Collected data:
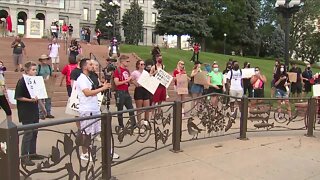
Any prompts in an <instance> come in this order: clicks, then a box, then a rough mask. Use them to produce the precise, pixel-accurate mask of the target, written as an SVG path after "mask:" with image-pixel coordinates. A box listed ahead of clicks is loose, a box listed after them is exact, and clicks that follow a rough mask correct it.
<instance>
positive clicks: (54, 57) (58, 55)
mask: <svg viewBox="0 0 320 180" xmlns="http://www.w3.org/2000/svg"><path fill="white" fill-rule="evenodd" d="M59 49H60V45H59V44H58V43H57V39H56V38H53V39H52V43H51V44H49V57H50V58H51V61H52V70H53V72H54V71H55V70H56V72H59V71H60V70H59V61H60V60H59Z"/></svg>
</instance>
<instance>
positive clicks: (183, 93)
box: [176, 74, 188, 94]
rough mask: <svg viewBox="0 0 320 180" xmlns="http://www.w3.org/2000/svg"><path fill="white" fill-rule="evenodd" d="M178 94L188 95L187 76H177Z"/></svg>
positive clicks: (187, 78) (187, 82)
mask: <svg viewBox="0 0 320 180" xmlns="http://www.w3.org/2000/svg"><path fill="white" fill-rule="evenodd" d="M176 78H177V93H178V94H188V76H187V75H186V74H177V77H176Z"/></svg>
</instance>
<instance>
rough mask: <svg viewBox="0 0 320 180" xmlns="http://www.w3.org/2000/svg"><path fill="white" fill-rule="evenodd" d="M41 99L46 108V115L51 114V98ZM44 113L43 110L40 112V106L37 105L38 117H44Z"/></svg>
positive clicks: (40, 111)
mask: <svg viewBox="0 0 320 180" xmlns="http://www.w3.org/2000/svg"><path fill="white" fill-rule="evenodd" d="M41 101H42V103H43V104H44V106H45V108H46V111H47V115H51V98H47V99H42V100H41ZM44 115H45V114H44V112H42V108H41V107H40V105H39V117H44Z"/></svg>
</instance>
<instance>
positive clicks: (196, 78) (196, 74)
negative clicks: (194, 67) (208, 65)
mask: <svg viewBox="0 0 320 180" xmlns="http://www.w3.org/2000/svg"><path fill="white" fill-rule="evenodd" d="M194 84H200V85H204V86H207V85H208V72H207V71H202V72H198V73H197V74H196V75H195V76H194Z"/></svg>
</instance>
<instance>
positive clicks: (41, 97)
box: [23, 74, 48, 99]
mask: <svg viewBox="0 0 320 180" xmlns="http://www.w3.org/2000/svg"><path fill="white" fill-rule="evenodd" d="M23 79H24V81H25V83H26V86H27V89H28V91H29V94H30V96H31V98H35V97H38V99H47V98H48V94H47V90H46V86H45V85H44V81H43V77H42V76H28V75H25V74H23Z"/></svg>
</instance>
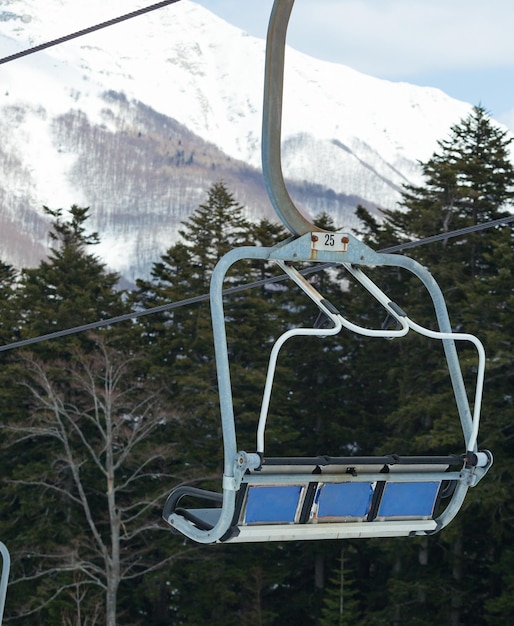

◆ PROBLEM REQUIREMENTS
Identify every line in the entries above that contains the string "positive" and copy each one out.

◆ RESULT FOR THIS EXERCISE
positive clicks: (54, 57) (58, 55)
positive clicks: (183, 93)
positive clicks: (187, 78) (187, 82)
positive clicks: (40, 111)
positive clicks: (196, 78) (196, 74)
positive clicks: (41, 97)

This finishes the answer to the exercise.